• [Goal]: Count the lines below that contain the word "leaf" and reply with that number alone.

• [Task inputs]:
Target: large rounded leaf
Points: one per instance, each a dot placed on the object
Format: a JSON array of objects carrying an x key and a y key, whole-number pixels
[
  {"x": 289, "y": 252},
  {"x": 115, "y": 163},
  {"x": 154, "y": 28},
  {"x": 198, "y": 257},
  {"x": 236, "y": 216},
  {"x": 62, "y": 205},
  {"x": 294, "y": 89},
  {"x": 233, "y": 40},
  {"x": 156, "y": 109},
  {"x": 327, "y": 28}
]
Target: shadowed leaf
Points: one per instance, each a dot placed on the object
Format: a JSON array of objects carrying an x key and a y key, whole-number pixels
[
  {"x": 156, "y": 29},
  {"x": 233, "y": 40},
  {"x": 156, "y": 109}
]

...

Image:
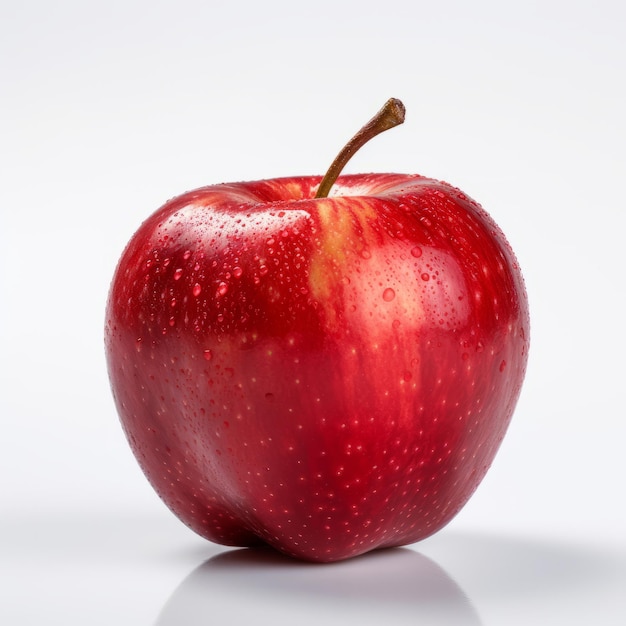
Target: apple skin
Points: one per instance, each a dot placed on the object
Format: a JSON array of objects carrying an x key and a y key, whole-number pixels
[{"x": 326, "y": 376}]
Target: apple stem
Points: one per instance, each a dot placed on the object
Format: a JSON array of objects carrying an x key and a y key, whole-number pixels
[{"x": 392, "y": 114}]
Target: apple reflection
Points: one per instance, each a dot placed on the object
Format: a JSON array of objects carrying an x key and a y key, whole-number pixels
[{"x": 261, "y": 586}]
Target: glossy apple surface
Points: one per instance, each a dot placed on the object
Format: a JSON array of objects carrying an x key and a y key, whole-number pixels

• [Response to this exercise]: 2